— TEXTE EXTRAIT —
=======

Le contexte
Le principe du Drenche est de présenter l’actualité sous forme de débats. Le but est qu’en lisant un argumentaire qui défend le « pour » et les arguments du camp du « contre », vous puissiez vous forger une opinion ; votre opinion.
Naturisme à Paris : ouvrons le champ des possibles
Les élu-es du groupe écologiste de Paris
Sur proposition du groupe écologiste, le Conseil de Paris a adopté un vœu permettant l’expérimentation du naturisme dans la capitale l’été prochain.
L’idée d’une zone naturiste dans l’espace public en plein Paris a fait réagir. Certains ont trouvé cela très positif, d’autres ont souri et quelques-uns ont été choqués. Il n’y a pourtant aucune raison à ce déchaînement de passions.
Retournons quelques siècles en arrière, au 17ème siècle, là où le naturisme, tel qu’on le connaît aujourd’hui, prend ses racines. L’origine de cette pratique serait née de la volonté d’améliorer sa santé grâce aux bienfaits du soleil sur le corps.
Encore aujourd’hui, la pratique du naturisme est une manière d’harmoniser sa vie avec les rythmes et les réalités de la nature. Au delà de la nudité, c’est aussi une autre relation au corps permettant à des personnes en situation de handicap, à des accidenté-es de la route,… de vivre leur corps sans regards désagréables.
La France a relancé le naturisme avec la création de la première fédération nationale en 1950. Ce sont aussi des Français-es qui ont créé la fédération internationale et qui ont défini le terme de “naturisme”.

=======

— LA CONSIGNE —
Condensez en une seule phrase le paragraphe du texte sur le naturisme à Paris qui commence par « La France a relancé le naturisme », sans perdre ses faits principaux.

— DONNÉES FOURNIES —
=======

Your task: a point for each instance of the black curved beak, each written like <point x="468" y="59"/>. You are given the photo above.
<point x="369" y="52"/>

=======

— RÉSULTAT CI-DESSOUS —
La France a relancé le naturisme en créant la première fédération nationale en 1950, et ce sont aussi des Français-es qui ont fondé la fédération internationale et défini le terme « naturisme ».